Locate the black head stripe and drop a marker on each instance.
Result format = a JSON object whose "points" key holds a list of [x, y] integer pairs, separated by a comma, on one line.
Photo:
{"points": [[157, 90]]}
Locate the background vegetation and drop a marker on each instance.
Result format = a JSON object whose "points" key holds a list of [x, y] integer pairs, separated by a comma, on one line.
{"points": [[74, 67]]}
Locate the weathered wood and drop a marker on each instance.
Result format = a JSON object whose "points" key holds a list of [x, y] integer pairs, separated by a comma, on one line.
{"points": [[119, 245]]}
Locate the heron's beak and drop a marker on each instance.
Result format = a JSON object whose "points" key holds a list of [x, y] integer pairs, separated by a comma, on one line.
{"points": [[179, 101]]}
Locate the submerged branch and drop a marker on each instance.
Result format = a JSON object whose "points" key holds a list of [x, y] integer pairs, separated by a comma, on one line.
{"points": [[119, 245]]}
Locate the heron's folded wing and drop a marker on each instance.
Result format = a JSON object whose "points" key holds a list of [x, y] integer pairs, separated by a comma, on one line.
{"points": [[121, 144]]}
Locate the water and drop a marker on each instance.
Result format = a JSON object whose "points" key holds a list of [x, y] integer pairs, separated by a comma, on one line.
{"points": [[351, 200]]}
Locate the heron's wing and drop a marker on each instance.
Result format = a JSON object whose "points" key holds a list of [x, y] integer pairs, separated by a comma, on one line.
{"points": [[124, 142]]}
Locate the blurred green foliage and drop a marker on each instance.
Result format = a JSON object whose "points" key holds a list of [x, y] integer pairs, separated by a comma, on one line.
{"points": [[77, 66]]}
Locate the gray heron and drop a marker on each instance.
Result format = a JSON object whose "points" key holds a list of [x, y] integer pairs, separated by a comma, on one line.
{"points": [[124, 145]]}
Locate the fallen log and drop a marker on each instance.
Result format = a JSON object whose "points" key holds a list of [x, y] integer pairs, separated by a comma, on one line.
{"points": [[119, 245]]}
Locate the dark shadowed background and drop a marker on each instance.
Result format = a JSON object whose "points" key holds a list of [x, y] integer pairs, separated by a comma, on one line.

■ ■ ■ ■ ■ ■ ■

* [Problem to work on] Going back to the entries above, set down exactly the lines that begin at the one with "Locate the submerged" and end at the one with "Locate the dark", both included, and nothing else.

* [Task solution]
Locate the submerged branch and drop a marker on each instance.
Result format = a JSON object whose "points" key holds a list of [x, y] integer pairs, separated by a comma, on one line.
{"points": [[119, 245]]}
Locate the heron's folded wing and drop a marker on each instance.
Result format = a JSON object whose "points" key holds a list of [x, y] integer pairs, separated by a comma, on one line.
{"points": [[121, 144]]}
Locate the water and drop a marker on each instance.
Result format = a JSON object whose "points" key holds a list of [x, y] integer pairs, separated by a comma, on one line.
{"points": [[351, 200]]}
Locate the heron's wing and drop a marker on each instance.
Result format = a JSON object whose "points" key holds a list of [x, y] integer pairs, separated by a comma, on one line.
{"points": [[124, 142]]}
Locate the blurred green foliage and drop a marker on each instance.
Result format = a JSON object whose "points" key holds a list of [x, y] integer pairs, separated by a comma, on one line.
{"points": [[77, 66]]}
Locate the gray heron and drop a marker on each instance.
Result format = a JSON object whose "points" key holds a list of [x, y] integer pairs, separated by a comma, on one line.
{"points": [[124, 145]]}
Locate the fallen log and drop a marker on each instance.
Result format = a JSON object whose "points" key holds a list of [x, y] integer pairs, separated by a comma, on one line.
{"points": [[119, 245]]}
Locate the dark shadowed background and drop a marker on each instance.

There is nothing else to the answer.